Task prompt
Each entry is to be given again word for word; images are dropped.

Information supplied
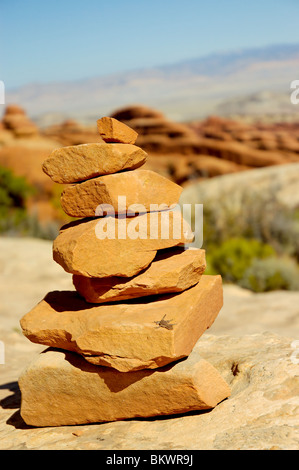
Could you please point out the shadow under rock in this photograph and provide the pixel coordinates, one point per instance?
(14, 400)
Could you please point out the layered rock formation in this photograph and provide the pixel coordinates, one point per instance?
(122, 357)
(213, 147)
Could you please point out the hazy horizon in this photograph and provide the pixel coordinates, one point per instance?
(63, 41)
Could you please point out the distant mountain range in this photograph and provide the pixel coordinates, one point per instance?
(254, 82)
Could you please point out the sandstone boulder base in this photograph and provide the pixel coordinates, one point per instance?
(112, 130)
(109, 246)
(137, 191)
(127, 336)
(61, 388)
(174, 270)
(81, 162)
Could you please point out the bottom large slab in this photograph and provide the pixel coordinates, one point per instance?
(61, 388)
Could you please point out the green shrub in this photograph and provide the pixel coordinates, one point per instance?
(270, 274)
(14, 191)
(233, 257)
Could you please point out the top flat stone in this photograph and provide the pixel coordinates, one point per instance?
(112, 130)
(81, 162)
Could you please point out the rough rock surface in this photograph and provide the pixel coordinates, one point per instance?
(61, 388)
(129, 335)
(262, 412)
(173, 270)
(80, 162)
(112, 130)
(138, 187)
(83, 247)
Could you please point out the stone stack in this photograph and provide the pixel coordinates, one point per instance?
(121, 344)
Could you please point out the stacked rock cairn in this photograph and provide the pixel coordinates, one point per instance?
(121, 344)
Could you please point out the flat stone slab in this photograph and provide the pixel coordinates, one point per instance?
(61, 388)
(173, 270)
(81, 162)
(108, 246)
(112, 130)
(138, 334)
(136, 191)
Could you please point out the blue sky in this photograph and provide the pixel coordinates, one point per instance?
(74, 39)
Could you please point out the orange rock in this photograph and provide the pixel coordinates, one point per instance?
(60, 388)
(80, 162)
(112, 130)
(171, 271)
(144, 334)
(109, 246)
(138, 187)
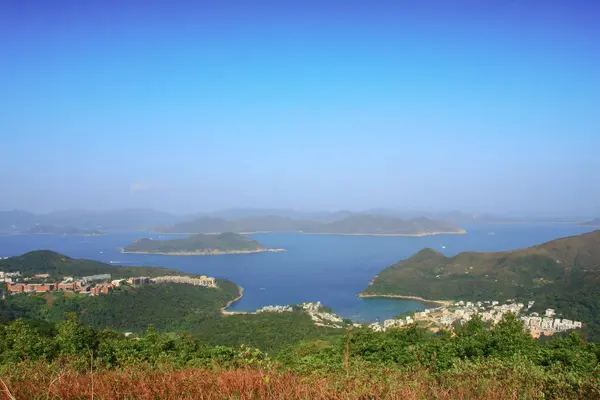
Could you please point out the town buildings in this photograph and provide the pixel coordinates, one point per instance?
(446, 317)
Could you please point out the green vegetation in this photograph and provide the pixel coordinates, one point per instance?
(244, 225)
(61, 230)
(168, 307)
(476, 363)
(383, 225)
(224, 242)
(58, 266)
(562, 274)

Result of the exercise
Could you please point out the shadow under rock in this photograph and provide the pixel coordinates, one point per instance?
(14, 400)
Could you please point out the layered rock formation in this photograph and provide the pixel coordinates, one point per instance?
(122, 357)
(213, 147)
Could you please point out the hazy horizon in this photograph and provide the pixel coordinates, one point per instance?
(63, 41)
Could you please point out the distant mountain range in this photograph and provide the pixel coordinates, one point per instance?
(254, 82)
Could you please point out the sandstone boulder base in this photograph and provide the pixel coordinates, one point per instance?
(112, 130)
(109, 246)
(137, 191)
(127, 336)
(61, 388)
(174, 270)
(81, 162)
Could you please point out the bottom large slab in this photograph and provide the pixel coordinates, one point per instance?
(61, 388)
Could you please point out the green shrub in this photograph and provide the pixel coordinates, one point per instance?
(270, 274)
(14, 191)
(233, 257)
Could you please point out the top flat stone in this photograph and provide the pixel coordinates, one point per instance?
(112, 130)
(81, 162)
Could you please point out the rough rock surface in this photograph and provide the pixel coordinates, one point per instance?
(61, 388)
(129, 335)
(262, 412)
(173, 270)
(80, 162)
(112, 130)
(138, 187)
(83, 247)
Could you please point out the stone stack in this photograph and provide the pixel coordinates, one point per instance?
(121, 344)
Could you please point out the stacked rock cairn in this photograph and provide the pixel coordinates, one point per instance?
(121, 344)
Could you please point out the flat stone slab in this photograph and provide the pixel coordinates, one point per instance?
(61, 388)
(173, 270)
(81, 162)
(108, 246)
(112, 130)
(138, 334)
(136, 191)
Could you please point out the blue sky in this photograph and provide the pixel coordinates, one point per instance?
(74, 39)
Could you please point out the orange rock in this photograph and provide the pixel coordinates, one point per instance?
(60, 388)
(80, 162)
(112, 130)
(171, 271)
(144, 334)
(109, 246)
(138, 187)
Could you please point out the town buildings in this photograph and provide the pixel coordinates, one point per instance?
(446, 317)
Could you please point out the green vegetation in this photograph and provide the pixel coordinates, one point per instance?
(244, 225)
(61, 230)
(168, 307)
(476, 363)
(383, 225)
(224, 242)
(58, 266)
(562, 274)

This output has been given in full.